(Entries taken from a collection)

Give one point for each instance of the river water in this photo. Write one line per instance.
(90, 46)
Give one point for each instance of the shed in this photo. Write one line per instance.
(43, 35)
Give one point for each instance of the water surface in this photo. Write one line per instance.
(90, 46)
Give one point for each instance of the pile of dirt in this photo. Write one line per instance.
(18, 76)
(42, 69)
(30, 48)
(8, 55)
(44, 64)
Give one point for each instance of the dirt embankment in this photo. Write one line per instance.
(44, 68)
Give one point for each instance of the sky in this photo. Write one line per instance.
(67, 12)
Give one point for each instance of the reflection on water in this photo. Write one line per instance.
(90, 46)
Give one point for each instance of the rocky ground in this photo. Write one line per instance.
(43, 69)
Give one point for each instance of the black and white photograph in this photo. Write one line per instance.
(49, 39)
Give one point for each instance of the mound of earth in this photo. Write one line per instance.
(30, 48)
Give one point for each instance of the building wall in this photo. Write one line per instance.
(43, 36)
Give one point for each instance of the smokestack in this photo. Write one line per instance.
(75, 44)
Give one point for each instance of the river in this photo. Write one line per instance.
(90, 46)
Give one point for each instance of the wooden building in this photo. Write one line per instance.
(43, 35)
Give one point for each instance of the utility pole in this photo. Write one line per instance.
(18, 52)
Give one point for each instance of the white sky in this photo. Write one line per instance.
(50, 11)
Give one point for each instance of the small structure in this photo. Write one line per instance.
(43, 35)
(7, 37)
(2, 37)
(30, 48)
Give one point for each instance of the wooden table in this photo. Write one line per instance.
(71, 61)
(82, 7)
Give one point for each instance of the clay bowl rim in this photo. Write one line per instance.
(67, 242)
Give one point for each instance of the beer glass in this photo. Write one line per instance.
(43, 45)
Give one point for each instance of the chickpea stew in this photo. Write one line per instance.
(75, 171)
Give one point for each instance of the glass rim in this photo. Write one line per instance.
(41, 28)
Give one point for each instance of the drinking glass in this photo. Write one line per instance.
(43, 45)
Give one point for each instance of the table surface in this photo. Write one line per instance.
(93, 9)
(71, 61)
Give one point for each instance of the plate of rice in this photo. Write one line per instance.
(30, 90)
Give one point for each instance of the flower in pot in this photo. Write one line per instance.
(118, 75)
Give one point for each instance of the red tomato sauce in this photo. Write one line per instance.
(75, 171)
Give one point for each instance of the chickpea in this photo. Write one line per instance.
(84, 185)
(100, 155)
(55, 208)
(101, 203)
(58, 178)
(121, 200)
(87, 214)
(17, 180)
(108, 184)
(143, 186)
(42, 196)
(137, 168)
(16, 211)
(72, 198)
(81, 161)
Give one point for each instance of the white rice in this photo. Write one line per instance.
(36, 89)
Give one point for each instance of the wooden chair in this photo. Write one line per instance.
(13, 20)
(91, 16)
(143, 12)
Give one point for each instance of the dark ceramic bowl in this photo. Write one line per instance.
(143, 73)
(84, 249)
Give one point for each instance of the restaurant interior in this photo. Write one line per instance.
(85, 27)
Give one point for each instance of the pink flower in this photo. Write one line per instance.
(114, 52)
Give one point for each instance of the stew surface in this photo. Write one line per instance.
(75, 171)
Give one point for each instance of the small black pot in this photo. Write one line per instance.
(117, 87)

### Problem details
Produce an exact copy of all the records.

### Task result
Give one point for each instance of the river water in this photo. Write one line per instance.
(90, 46)
Give one point for each instance of the shed in this photo. Write one line per instance.
(43, 35)
Give one point for each instance of the water surface in this photo. Write one line per instance.
(90, 46)
Give one point for each instance of the pile of dirt in this photo. Write one line per instance.
(18, 76)
(42, 69)
(30, 48)
(8, 55)
(44, 64)
Give one point for each instance of the dirt embankment in this photo. Write one line per instance.
(44, 68)
Give one point for each instance of the sky in this photo. Write one line per instance.
(67, 12)
Give one point for each instance of the reflection on water in this photo. Write one line per instance.
(90, 46)
Give one point for each instance of the rocky ground in this photo. Write one line per instance.
(43, 69)
Give one point for each instance of the black and white photograph in this photo. Write one line per instance.
(49, 39)
Give one point for each instance of the mound of earth in this photo. Write one line per instance.
(30, 48)
Give one point for each instance of the building wall in this photo. Write one line per instance.
(43, 36)
Give one point for each instance of the smokestack in this photo. Write one line per instance.
(75, 44)
Give one point for each instance of the river in this photo. Write one line per instance.
(90, 46)
Give one point for each instance of the wooden building in this photo. Write one line per instance.
(43, 35)
Give one point for each instance of the utility pole in this photo. Write one line per instance.
(18, 52)
Give one point for each instance of the white sky in this photo. Write one line per instance.
(50, 11)
Give one point for each instance of the small structure in this photo. Write one line per instance.
(43, 35)
(7, 37)
(2, 37)
(30, 48)
Give one point for each instance of the wooden table in this photo. Write one line per instance.
(71, 61)
(82, 7)
Give one point for each instance of the clay bowl rim in this photo. Write one line per instance.
(67, 242)
Give one point for each instance of the beer glass in this photo. Write one line per instance.
(43, 45)
Give one point for each instance of the chickpea stew in this photo. Write one line per instance.
(75, 171)
Give one point for each instance of the glass rim in this photo. Write one line per instance.
(41, 28)
Give one point for each instance of the drinking glass in this photo. Write one line per instance.
(43, 45)
Give one point for each instance of the table surface in this photo. Write one line per instance.
(93, 9)
(71, 61)
Give one point for each instance of the plate of rice in this photo. Write one line per instance.
(30, 90)
Give one point for each instance of the flower in pot in this photo. Write one line per instance.
(118, 75)
Give one point for each instance of the red tomato sauce in this photo. Write one line per instance.
(75, 171)
Give one point for each instance of the chickpea in this photo. Write one line per instance.
(84, 185)
(100, 155)
(55, 208)
(101, 203)
(58, 178)
(121, 200)
(87, 214)
(17, 180)
(108, 184)
(143, 186)
(42, 196)
(137, 168)
(16, 211)
(72, 198)
(81, 161)
Give one point for each instance of the white rice in this photo. Write one line per instance.
(36, 89)
Give one point for each instance of the wooden chair in this photo. Write one line per instance.
(13, 20)
(91, 16)
(143, 12)
Give one point for each instance of the dark ceramic bowl in this photo. Write one line per instance.
(143, 73)
(84, 249)
Give one point for each instance of the restaurant interior in this photo. Write one line per instance.
(85, 27)
Give one point for each instance of the pink flower in this photo. Write one line per instance.
(114, 52)
Give one point for each instance of the stew surface in this photo. Write one line per instance.
(75, 171)
Give one point for each instance of the small black pot in this photo. Write one line per instance.
(117, 87)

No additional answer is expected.